EXERCISE AIM:
Repeat every record below exactly as it appears.

Items listed in a dataset:
○ ○ ○ ○ ○
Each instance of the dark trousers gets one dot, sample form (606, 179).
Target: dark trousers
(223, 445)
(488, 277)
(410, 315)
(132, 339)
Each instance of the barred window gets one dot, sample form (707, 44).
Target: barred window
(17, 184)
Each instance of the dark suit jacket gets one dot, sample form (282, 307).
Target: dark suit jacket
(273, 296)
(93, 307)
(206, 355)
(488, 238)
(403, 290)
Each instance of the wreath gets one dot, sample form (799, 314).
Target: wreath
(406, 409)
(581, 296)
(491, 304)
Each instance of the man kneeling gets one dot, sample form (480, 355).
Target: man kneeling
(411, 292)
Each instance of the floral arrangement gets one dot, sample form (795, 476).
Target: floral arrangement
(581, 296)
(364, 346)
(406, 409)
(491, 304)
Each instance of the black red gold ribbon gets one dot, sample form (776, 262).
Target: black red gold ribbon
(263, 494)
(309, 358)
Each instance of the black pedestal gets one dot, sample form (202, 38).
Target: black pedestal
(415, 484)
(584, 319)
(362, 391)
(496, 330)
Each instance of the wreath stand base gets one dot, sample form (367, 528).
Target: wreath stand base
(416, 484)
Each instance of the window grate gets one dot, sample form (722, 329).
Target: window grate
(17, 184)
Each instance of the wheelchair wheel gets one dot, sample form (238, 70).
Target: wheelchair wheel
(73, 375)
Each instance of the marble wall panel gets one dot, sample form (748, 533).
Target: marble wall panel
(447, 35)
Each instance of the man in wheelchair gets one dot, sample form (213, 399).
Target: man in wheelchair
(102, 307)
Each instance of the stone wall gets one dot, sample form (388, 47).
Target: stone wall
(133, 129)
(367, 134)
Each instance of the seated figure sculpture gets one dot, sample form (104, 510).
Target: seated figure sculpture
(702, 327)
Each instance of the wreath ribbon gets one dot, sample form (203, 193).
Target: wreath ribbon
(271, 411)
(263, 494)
○ ○ ○ ○ ○
ANSWER BOX:
Each instance of the dark trousers gets one dot, sample form (606, 179).
Target: dark trousers
(223, 445)
(488, 277)
(410, 315)
(132, 339)
Each instance of the barred window gets one dot, sample form (707, 44).
Target: barred window
(17, 184)
Each instance of the dark suit jacket gets one dot, sample form (282, 307).
Target: dark suit jacket
(273, 296)
(93, 307)
(206, 355)
(488, 238)
(403, 290)
Each instance of the wreath gets one dot, sample form (799, 314).
Target: wreath
(406, 409)
(581, 296)
(491, 304)
Each instance of the man kneeling gets one dot, sample form (480, 355).
Target: man kneeling
(411, 292)
Each instance of the floral arrangement gets one dot, sample form (795, 476).
Target: floral arrangement
(581, 296)
(364, 346)
(406, 409)
(491, 304)
Each instance of the black red gold ribbon gets one dot, sample form (776, 262).
Target: black red gold ribbon
(263, 494)
(309, 358)
Each instance of the black pedestal gets one dot, sample form (202, 38).
Target: black pedestal
(415, 484)
(584, 319)
(362, 391)
(496, 330)
Each instance of the wreath stand base gets one dot, sample form (367, 528).
Target: wreath stand base
(416, 484)
Each instance of the window grate gets one dot, sample form (722, 329).
Target: window grate
(17, 184)
Each instance of the wheelchair wheel gets one dot, sample form (238, 70).
Target: wheelchair wheel
(73, 375)
Each instance of the marble wall panel gets one dot, sample form (748, 533).
Target: marble wall panel
(447, 35)
Each instance of the man in wheelchair gets one dot, sample form (213, 399).
Target: man in wheelchair
(102, 307)
Each instance of the stone wall gets one dot, sample form (388, 47).
Target: stone wall
(133, 129)
(367, 134)
Each instance of the seated figure sculpture gets one dot, sample form (104, 510).
Target: seated figure sculpture
(702, 327)
Each instance of the wreath ribbon gets one dot, sample form (203, 193).
Target: wreath ribbon
(271, 411)
(263, 494)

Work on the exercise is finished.